[Referring expression pointing data]
----
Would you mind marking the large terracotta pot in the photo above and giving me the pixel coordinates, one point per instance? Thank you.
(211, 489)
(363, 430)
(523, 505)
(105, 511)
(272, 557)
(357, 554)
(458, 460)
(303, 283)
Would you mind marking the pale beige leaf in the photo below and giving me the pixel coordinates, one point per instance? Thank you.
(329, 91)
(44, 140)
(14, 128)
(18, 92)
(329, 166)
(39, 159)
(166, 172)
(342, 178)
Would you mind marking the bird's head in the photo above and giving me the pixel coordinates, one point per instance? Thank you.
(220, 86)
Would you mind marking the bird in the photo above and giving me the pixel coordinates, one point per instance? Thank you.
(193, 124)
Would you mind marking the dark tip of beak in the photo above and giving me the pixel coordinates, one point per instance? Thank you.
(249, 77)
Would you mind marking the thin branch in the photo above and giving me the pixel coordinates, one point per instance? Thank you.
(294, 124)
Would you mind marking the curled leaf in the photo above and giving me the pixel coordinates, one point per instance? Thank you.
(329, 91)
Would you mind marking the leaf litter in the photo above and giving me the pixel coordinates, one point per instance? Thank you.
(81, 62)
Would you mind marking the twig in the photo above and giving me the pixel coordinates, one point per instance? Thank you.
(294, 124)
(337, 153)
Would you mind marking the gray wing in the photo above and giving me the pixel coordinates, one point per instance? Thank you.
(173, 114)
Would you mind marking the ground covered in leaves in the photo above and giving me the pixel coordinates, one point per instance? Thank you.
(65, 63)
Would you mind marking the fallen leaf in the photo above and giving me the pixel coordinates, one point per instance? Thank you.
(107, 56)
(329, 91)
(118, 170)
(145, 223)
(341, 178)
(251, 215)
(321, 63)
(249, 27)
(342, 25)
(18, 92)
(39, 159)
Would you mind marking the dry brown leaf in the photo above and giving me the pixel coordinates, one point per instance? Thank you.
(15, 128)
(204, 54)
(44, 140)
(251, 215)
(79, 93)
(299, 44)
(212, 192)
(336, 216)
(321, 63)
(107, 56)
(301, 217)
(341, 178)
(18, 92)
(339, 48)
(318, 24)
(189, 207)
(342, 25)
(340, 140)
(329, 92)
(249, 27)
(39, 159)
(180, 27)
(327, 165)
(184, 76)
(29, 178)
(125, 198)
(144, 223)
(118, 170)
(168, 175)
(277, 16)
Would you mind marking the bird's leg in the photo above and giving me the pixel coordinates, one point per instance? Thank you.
----
### WORK REQUIRED
Write all the entries again precisely as they were given.

### RESPONSE BOX
Would you mind marking the large terracotta pot in the photo above and giving me the pixel coordinates, one point per instance? Thank you.
(211, 489)
(363, 430)
(523, 505)
(105, 511)
(272, 557)
(357, 554)
(458, 460)
(303, 283)
Would you mind marking the pale beige leaf in the photo below and giving me the pixel coordinates, one point per instance? Thank you.
(329, 91)
(44, 140)
(14, 128)
(18, 92)
(329, 166)
(39, 159)
(166, 172)
(342, 178)
Would you mind marking the bird's head in the photo above and giving me the pixel coordinates, one point per instance? Thank you.
(220, 86)
Would you mind marking the bird in the photo above and giving me the pixel coordinates, one point per instance? Thank you.
(193, 124)
Would you mind marking the dark tip of beak in the photo above and giving me the pixel coordinates, one point per instance? Thank you.
(249, 77)
Would you mind marking the thin branch in the photo above and giving me the pixel coordinates, one point per instance? Thank you.
(294, 124)
Would you mind marking the curled leaf in the photo above and giving me the pixel coordinates, one point per instance? Thank you.
(329, 91)
Would you mind marking the leaf litter in the photo above and giving me the pixel coordinates, one point per instance? Thank you.
(81, 62)
Would you mind marking the twig in the photo above and giving me the pixel coordinates, one point per instance? Thank you.
(294, 124)
(337, 153)
Would you mind marking the gray wing in the photo above and giving me the pixel coordinates, one point per instance? Thank you.
(173, 114)
Would you mind marking the ground covered in leaves in the photo above and giving me the pixel coordinates, one point per instance? Thank you.
(65, 63)
Would you mind marking the fallen leaf in the photo above and giving me the pixel coordinates, one point per instance? Thank you.
(107, 56)
(329, 91)
(118, 170)
(145, 223)
(341, 178)
(251, 215)
(321, 63)
(249, 27)
(342, 25)
(18, 92)
(39, 159)
Would you mind marking the dry brown leaf in the photo above and giving me the pixel coordinates, one point per instance? Thank you.
(15, 128)
(204, 54)
(44, 140)
(251, 215)
(79, 93)
(299, 44)
(212, 192)
(336, 216)
(321, 63)
(107, 56)
(301, 217)
(341, 178)
(18, 92)
(339, 48)
(318, 24)
(189, 207)
(342, 25)
(340, 140)
(329, 92)
(249, 27)
(39, 159)
(180, 27)
(327, 165)
(184, 76)
(29, 178)
(125, 198)
(144, 223)
(118, 170)
(168, 175)
(277, 16)
Would you mind marking the bird's leg in the photo above and giving me the pixel coordinates, one point per instance? Thank you.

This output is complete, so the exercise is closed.